"""

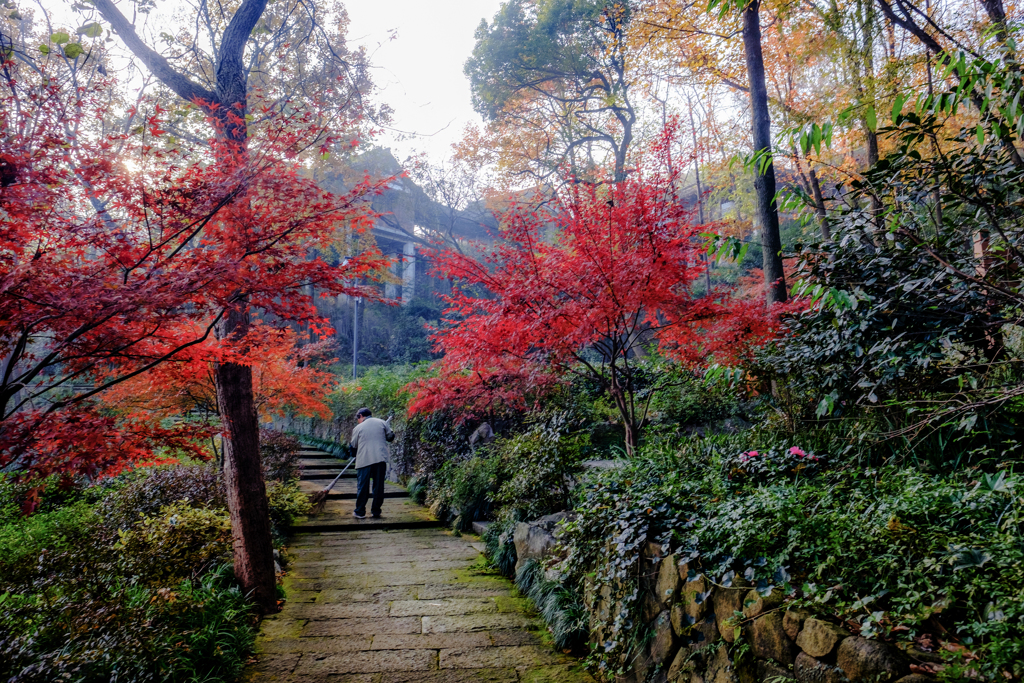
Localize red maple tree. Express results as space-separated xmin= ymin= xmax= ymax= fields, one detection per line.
xmin=99 ymin=323 xmax=337 ymax=422
xmin=410 ymin=126 xmax=795 ymax=453
xmin=411 ymin=131 xmax=722 ymax=452
xmin=0 ymin=53 xmax=387 ymax=501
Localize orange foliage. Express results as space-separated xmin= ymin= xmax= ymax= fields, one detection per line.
xmin=102 ymin=325 xmax=335 ymax=420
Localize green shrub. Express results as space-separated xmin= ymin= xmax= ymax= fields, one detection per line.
xmin=266 ymin=480 xmax=309 ymax=540
xmin=115 ymin=502 xmax=231 ymax=586
xmin=494 ymin=416 xmax=589 ymax=520
xmin=259 ymin=429 xmax=299 ymax=481
xmin=0 ymin=502 xmax=117 ymax=594
xmin=515 ymin=559 xmax=590 ymax=650
xmin=0 ymin=566 xmax=256 ymax=683
xmin=562 ymin=439 xmax=1024 ymax=680
xmin=102 ymin=463 xmax=227 ymax=529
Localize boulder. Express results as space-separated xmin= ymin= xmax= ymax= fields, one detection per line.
xmin=654 ymin=555 xmax=679 ymax=603
xmin=746 ymin=611 xmax=794 ymax=665
xmin=758 ymin=660 xmax=797 ymax=681
xmin=743 ymin=588 xmax=784 ymax=618
xmin=782 ymin=608 xmax=813 ymax=640
xmin=650 ymin=609 xmax=679 ymax=665
xmin=680 ymin=573 xmax=713 ymax=621
xmin=835 ymin=624 xmax=910 ymax=683
xmin=714 ymin=588 xmax=748 ymax=643
xmin=669 ymin=649 xmax=696 ymax=683
xmin=512 ymin=512 xmax=569 ymax=572
xmin=797 ymin=618 xmax=850 ymax=658
xmin=670 ymin=604 xmax=721 ymax=648
xmin=793 ymin=652 xmax=850 ymax=683
xmin=703 ymin=645 xmax=735 ymax=683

"""

What this task involves -> Output every line of the listing above as a Markdown table with the columns "Row" and "Line", holding the row number and the line text, and omit blank lines. Leave the pictures out.

Answer to this exercise ->
| Row | Line |
|---|---|
| 1 | Localize red maple tree. Express results as space-separated xmin= ymin= xmax= ymax= fields, one detection per line. |
| 2 | xmin=99 ymin=323 xmax=337 ymax=422 |
| 3 | xmin=410 ymin=126 xmax=795 ymax=453 |
| 4 | xmin=411 ymin=131 xmax=722 ymax=452 |
| 5 | xmin=0 ymin=53 xmax=387 ymax=501 |
| 6 | Localize orange foliage. Express results as space-separated xmin= ymin= xmax= ymax= fields, one detection per line. |
| 7 | xmin=102 ymin=325 xmax=335 ymax=420 |
| 8 | Localize green shrub. Express results as space-separated xmin= ymin= xmax= ymax= fields, one detection per line. |
| 9 | xmin=266 ymin=480 xmax=309 ymax=540 |
| 10 | xmin=115 ymin=502 xmax=231 ymax=586 |
| 11 | xmin=494 ymin=416 xmax=589 ymax=520 |
| 12 | xmin=259 ymin=429 xmax=299 ymax=481 |
| 13 | xmin=0 ymin=502 xmax=117 ymax=594 |
| 14 | xmin=515 ymin=559 xmax=590 ymax=650 |
| 15 | xmin=0 ymin=566 xmax=256 ymax=683 |
| 16 | xmin=562 ymin=439 xmax=1024 ymax=680 |
| 17 | xmin=102 ymin=463 xmax=227 ymax=529 |
| 18 | Localize boulder. Express results as space-separated xmin= ymin= xmax= ymax= fields, one detection per line. |
| 19 | xmin=654 ymin=555 xmax=679 ymax=603 |
| 20 | xmin=746 ymin=611 xmax=794 ymax=665 |
| 21 | xmin=758 ymin=660 xmax=797 ymax=681 |
| 22 | xmin=743 ymin=588 xmax=784 ymax=618 |
| 23 | xmin=782 ymin=608 xmax=813 ymax=640 |
| 24 | xmin=650 ymin=609 xmax=679 ymax=665 |
| 25 | xmin=680 ymin=573 xmax=713 ymax=621 |
| 26 | xmin=835 ymin=624 xmax=910 ymax=683 |
| 27 | xmin=714 ymin=588 xmax=748 ymax=643 |
| 28 | xmin=669 ymin=649 xmax=696 ymax=683 |
| 29 | xmin=512 ymin=512 xmax=569 ymax=572 |
| 30 | xmin=797 ymin=618 xmax=850 ymax=658 |
| 31 | xmin=670 ymin=604 xmax=721 ymax=648 |
| 32 | xmin=793 ymin=652 xmax=850 ymax=683 |
| 33 | xmin=703 ymin=645 xmax=735 ymax=683 |